##### Material for this exercise

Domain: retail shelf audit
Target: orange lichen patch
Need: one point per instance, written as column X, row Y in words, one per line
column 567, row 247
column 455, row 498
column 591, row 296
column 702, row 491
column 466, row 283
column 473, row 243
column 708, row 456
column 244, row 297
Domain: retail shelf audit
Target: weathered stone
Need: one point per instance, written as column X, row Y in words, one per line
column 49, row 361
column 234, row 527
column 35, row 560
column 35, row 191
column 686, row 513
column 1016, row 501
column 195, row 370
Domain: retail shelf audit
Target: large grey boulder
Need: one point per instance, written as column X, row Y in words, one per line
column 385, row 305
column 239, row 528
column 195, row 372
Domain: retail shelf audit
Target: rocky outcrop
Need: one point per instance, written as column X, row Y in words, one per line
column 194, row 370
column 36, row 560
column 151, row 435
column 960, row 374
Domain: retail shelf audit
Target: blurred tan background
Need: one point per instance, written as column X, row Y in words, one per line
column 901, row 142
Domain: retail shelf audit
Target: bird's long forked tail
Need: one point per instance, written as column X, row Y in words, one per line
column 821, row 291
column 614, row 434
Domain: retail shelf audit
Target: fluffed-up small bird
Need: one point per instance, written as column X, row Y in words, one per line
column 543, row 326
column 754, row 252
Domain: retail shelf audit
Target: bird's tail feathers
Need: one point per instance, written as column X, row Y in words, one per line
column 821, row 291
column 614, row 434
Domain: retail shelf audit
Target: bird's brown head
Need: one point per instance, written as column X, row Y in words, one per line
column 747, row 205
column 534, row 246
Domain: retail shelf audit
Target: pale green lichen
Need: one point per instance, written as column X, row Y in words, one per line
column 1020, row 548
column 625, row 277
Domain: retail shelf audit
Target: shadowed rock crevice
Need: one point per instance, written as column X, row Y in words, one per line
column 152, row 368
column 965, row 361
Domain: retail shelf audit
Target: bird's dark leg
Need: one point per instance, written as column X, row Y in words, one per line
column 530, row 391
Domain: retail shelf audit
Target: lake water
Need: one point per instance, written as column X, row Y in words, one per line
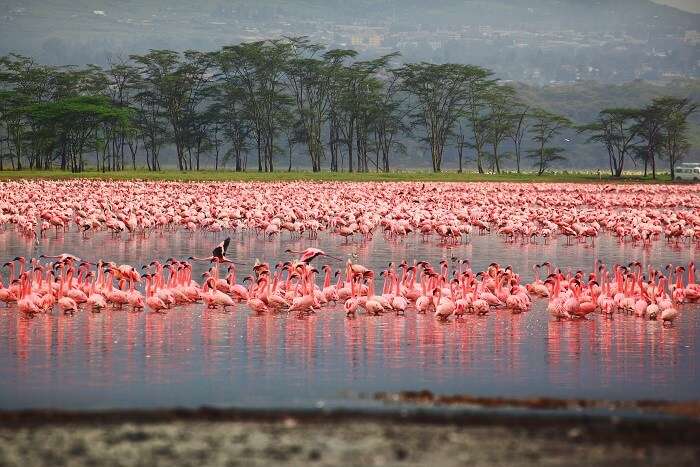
column 192, row 356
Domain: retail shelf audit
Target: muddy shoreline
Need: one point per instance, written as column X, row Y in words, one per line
column 209, row 436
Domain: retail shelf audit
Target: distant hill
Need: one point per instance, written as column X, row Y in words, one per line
column 25, row 22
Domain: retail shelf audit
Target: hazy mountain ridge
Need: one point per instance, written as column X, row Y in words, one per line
column 539, row 41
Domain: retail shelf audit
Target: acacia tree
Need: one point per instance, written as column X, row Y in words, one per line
column 499, row 100
column 616, row 129
column 175, row 84
column 77, row 120
column 307, row 78
column 388, row 121
column 517, row 129
column 440, row 93
column 545, row 127
column 258, row 68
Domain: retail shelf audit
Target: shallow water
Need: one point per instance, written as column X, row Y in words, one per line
column 193, row 356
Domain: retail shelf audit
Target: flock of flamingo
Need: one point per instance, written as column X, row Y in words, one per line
column 449, row 212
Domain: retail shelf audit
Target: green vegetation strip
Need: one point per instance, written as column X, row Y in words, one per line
column 174, row 175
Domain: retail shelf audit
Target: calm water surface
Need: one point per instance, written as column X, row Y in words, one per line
column 193, row 356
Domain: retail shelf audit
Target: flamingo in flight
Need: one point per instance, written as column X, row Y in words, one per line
column 218, row 254
column 310, row 253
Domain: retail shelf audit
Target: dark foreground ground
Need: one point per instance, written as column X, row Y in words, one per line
column 230, row 438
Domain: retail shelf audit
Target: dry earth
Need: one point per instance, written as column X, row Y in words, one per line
column 199, row 441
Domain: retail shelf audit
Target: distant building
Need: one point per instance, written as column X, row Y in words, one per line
column 692, row 37
column 375, row 40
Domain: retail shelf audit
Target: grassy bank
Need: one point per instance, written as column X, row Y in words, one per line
column 226, row 175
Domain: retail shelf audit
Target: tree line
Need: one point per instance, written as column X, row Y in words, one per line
column 265, row 99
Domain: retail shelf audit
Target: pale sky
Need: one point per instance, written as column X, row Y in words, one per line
column 688, row 5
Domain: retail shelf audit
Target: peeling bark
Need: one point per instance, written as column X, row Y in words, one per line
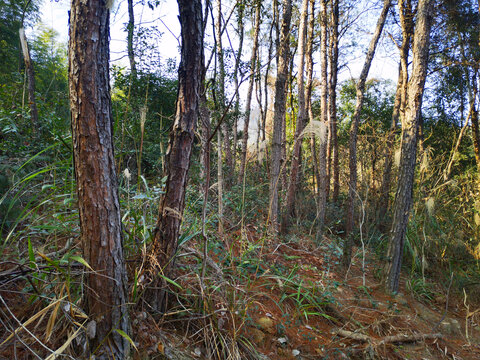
column 100, row 222
column 172, row 203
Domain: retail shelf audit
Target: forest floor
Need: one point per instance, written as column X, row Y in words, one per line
column 294, row 301
column 261, row 298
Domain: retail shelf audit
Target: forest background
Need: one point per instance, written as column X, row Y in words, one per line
column 311, row 131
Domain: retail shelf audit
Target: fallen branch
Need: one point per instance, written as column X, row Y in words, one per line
column 387, row 339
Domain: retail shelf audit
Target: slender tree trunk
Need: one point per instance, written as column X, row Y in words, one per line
column 238, row 59
column 475, row 127
column 403, row 197
column 279, row 112
column 308, row 94
column 301, row 120
column 99, row 209
column 221, row 86
column 322, row 154
column 406, row 21
column 172, row 203
column 389, row 152
column 220, row 107
column 253, row 67
column 220, row 179
column 130, row 29
column 360, row 89
column 30, row 72
column 333, row 96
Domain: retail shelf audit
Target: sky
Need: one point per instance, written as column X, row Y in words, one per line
column 55, row 15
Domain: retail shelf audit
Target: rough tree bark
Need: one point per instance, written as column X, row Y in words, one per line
column 97, row 188
column 179, row 151
column 253, row 62
column 30, row 74
column 130, row 30
column 308, row 92
column 220, row 82
column 301, row 120
column 322, row 149
column 236, row 70
column 279, row 112
column 360, row 89
column 403, row 196
column 333, row 53
column 406, row 21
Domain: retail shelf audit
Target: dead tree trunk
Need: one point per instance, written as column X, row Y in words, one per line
column 172, row 203
column 403, row 196
column 279, row 112
column 360, row 89
column 99, row 209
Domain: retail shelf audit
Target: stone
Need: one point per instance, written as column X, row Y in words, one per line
column 266, row 324
column 257, row 336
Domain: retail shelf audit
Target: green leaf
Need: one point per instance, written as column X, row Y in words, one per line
column 125, row 336
column 81, row 261
column 31, row 254
column 170, row 281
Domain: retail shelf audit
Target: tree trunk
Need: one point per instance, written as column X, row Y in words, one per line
column 475, row 128
column 406, row 21
column 360, row 89
column 389, row 152
column 220, row 82
column 301, row 120
column 308, row 95
column 279, row 112
column 335, row 173
column 172, row 203
column 322, row 153
column 403, row 197
column 253, row 62
column 30, row 73
column 238, row 59
column 130, row 29
column 99, row 209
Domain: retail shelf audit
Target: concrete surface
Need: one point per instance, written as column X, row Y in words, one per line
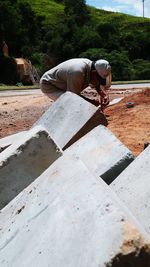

##########

__What is being asked__
Find every line in the material above that contains the string "bird" and copy each one out in full. Case counts, so match only that exact capitalization.

__Task response__
Target: bird's long forked tail
Target: fluffed-up small bird
Target: bird's tail feathers
Target: bird's brown head
Target: bird's dark leg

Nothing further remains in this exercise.